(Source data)
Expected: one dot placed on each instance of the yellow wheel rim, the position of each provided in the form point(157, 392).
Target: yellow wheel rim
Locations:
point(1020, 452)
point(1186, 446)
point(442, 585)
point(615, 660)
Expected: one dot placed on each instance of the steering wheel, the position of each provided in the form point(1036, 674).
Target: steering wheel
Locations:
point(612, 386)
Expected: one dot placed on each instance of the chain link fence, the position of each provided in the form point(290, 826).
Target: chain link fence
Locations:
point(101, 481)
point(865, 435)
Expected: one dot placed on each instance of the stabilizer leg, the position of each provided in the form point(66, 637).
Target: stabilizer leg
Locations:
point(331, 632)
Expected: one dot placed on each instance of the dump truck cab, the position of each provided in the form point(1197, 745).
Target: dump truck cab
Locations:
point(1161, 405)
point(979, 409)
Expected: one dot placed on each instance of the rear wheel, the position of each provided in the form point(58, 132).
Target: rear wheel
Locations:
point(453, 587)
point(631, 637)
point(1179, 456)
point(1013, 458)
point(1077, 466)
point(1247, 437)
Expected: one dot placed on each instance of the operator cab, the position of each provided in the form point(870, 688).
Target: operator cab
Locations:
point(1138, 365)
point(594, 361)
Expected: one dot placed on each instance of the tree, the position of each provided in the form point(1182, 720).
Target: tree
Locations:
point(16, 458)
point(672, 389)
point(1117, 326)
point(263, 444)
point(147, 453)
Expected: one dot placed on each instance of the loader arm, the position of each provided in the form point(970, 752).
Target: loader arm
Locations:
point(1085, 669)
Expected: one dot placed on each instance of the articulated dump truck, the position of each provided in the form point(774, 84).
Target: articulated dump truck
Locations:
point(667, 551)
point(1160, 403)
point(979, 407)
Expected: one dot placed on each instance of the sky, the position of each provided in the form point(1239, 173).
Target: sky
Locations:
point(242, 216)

_Action item:_
Please copy out each record, character for character.

_Result for this task:_
Expected: one dot placed on each instance of the yellow wheel rim, the position of each provided in the form point(157, 392).
Target: yellow wheel rim
Locations:
point(1020, 452)
point(1186, 446)
point(442, 585)
point(615, 660)
Expected: one dot placed on each instance of the steering wheel, the position of each provided in the form point(1036, 674).
Target: steering wheel
Locations:
point(612, 386)
Expected: one dot placed on each instance of the chain link fence, the position of each provided in the form point(290, 826).
Target: chain link fence
Locations:
point(101, 481)
point(865, 435)
Expected: one dot placed on each instance of the stabilizer leg, the position of each provided in the form point(66, 637).
Target: stabilizer leg
Locations:
point(331, 632)
Expected: one dot placed on each instance of the dump truck cab, the position of each provided in the form point(1197, 745).
Target: dump truck cab
Locations:
point(1161, 405)
point(979, 409)
Expected: one dot placed on each instance of the rear wheel, the position of each provided in the form point(58, 132).
Target: rear wheel
Locations:
point(453, 587)
point(631, 637)
point(1179, 456)
point(1013, 458)
point(1077, 466)
point(1247, 437)
Expected: one dot placed on each instance of the operator cab, the position of each provided in the form point(870, 688).
Target: operator cab
Locations:
point(1138, 365)
point(594, 361)
Expected: one dot placed on each instance of the tree, the position of each provided in the form point(1182, 720).
Target: tree
Locations:
point(16, 458)
point(672, 389)
point(1117, 326)
point(263, 444)
point(147, 453)
Expected: one dot placed on each instance of the loader arm, the position of each provided in the form point(970, 752).
Target: loader arm
Locations:
point(1085, 669)
Expected: one dot placed on each instance of the articulated dump truck, the position of each provided in the form point(774, 84).
Target: articulated dump truck
Locations:
point(667, 551)
point(1160, 403)
point(979, 407)
Expected: one dot placed on each instance of the sky, the position of each provided in the form point(1239, 173).
Target: sky
Locations:
point(242, 216)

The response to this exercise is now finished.